**Objectives**
**1)** From the passage on church expectations, reproduce the text starting with "I began to wonder, and" and going on through "are two examples.".
**2)** Answer these questions from the passage on church expectations:
(a) What did the writer find the most vexing situations were about?
(b) Which group shares the church building, and when does it use the building?
(c) What outreach program is the pastor setting up for on the Sunday evening?

I first realized this was a challenge for churches when I began to see the large role expectations played in the relationship between pastors and churches, particularly when stated expectations were not met, but even more so when unstated expectations were not. I discovered that the most vexing situations were about expectations which had never been identified stated or documented, first of all, and that those expectations were rooted in values parishioners or pastors held to that were so ‘normal’ to them that they were invisible to them. Those expectations became the bigger issues in strife between the two parties.

I began to wonder, and still wonder, if there is a way of flushing out those unstated values earlier and then making them part of the record and the call conversation. Some identified actual values may need action to correct or realign them with scripture as well. The greatest difficulty is, first of all, behaviours driven by these values need to be observed and examined, and second, that the naming of what is behind the behaviour is a subjective interpretive task fraught with emotional risk to the subject who took the action. The emotional/psychological risk is in the recognition that often these are values that, for whatever reason, we feel or know at some level we should not have. They are not Politically Correct or not Culturally Correct or not Biblically or Theologically Correct in some way.

Here are two examples.

A pastor arrives at a church on a Sunday evening to help set up for the Alpha outreach program they are running. This church is shared with an ethnic congregation who have the use of the church on Sunday afternoons for several hours. Some congregation members are waiting at the locked door when he arrives (already there are values expressed in only the pastor having the keys) and when he opens the doors a distinct strong odor of foreign-to-them ethnic food wafts out to them. Immediately a congregation member blurts “They are not supposed to cook in here! It’s in the contract. Someone should send someone to talk to them to stop the cooking!” And we proceed in with our crock pots and EuroAmerican foods to prepare to do outreach. Outreach is a stated value of the congregation. And action towards it is being taken. But a whole different set of values was stated by the key member. That moment jolted me into new awareness.

**Provided data**

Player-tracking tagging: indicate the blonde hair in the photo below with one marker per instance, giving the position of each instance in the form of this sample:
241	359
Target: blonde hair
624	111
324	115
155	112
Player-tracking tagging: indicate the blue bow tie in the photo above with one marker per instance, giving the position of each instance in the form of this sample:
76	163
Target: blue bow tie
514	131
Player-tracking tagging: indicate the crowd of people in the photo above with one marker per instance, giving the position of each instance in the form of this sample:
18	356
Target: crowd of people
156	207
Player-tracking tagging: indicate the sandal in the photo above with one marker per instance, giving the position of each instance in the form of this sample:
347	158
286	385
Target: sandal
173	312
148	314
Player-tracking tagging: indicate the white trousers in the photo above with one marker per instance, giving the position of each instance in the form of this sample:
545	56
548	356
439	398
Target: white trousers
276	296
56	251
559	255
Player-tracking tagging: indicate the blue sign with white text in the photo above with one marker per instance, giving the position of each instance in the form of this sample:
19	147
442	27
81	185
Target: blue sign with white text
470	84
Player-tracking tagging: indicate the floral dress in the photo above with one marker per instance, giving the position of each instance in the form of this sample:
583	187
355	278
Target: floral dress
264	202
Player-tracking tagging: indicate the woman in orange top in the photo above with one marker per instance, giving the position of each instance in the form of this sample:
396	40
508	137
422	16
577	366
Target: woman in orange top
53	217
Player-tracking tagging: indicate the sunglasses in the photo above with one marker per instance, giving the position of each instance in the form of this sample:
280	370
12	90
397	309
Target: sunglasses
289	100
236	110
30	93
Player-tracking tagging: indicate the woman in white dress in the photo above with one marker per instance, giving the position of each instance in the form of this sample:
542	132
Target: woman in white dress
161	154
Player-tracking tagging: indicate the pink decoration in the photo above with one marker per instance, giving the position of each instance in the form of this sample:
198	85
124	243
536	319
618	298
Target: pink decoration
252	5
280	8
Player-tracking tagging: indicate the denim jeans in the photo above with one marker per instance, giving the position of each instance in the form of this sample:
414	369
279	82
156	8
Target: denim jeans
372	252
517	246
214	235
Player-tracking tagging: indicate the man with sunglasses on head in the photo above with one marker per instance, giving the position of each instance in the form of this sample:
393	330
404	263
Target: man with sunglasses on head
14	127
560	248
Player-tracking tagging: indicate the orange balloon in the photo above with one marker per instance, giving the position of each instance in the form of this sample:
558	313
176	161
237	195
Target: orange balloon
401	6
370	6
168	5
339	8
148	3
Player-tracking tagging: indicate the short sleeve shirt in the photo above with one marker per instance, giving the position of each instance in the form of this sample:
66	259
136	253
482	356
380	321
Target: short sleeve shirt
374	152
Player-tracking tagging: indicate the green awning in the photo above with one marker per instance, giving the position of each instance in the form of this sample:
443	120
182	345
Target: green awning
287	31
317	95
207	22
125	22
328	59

**Answer list**
**1)**
I began to wonder, and still wonder, if there is a way of flushing out those unstated values earlier and then making them part of the record and the call conversation. Some identified actual values may need action to correct or realign them with scripture as well. The greatest difficulty is, first of all, behaviours driven by these values need to be observed and examined, and second, that the naming of what is behind the behaviour is a subjective interpretive task fraught with emotional risk to the subject who took the action. The emotional/psychological risk is in the recognition that often these are values that, for whatever reason, we feel or know at some level we should not have. They are not Politically Correct or not Culturally Correct or not Biblically or Theologically Correct in some way.

Here are two examples.

**2)**
(a) Expectations that had never been identified, stated or documented.
(b) An ethnic congregation, which uses the church on Sunday afternoons for several hours.
(c) The Alpha outreach program.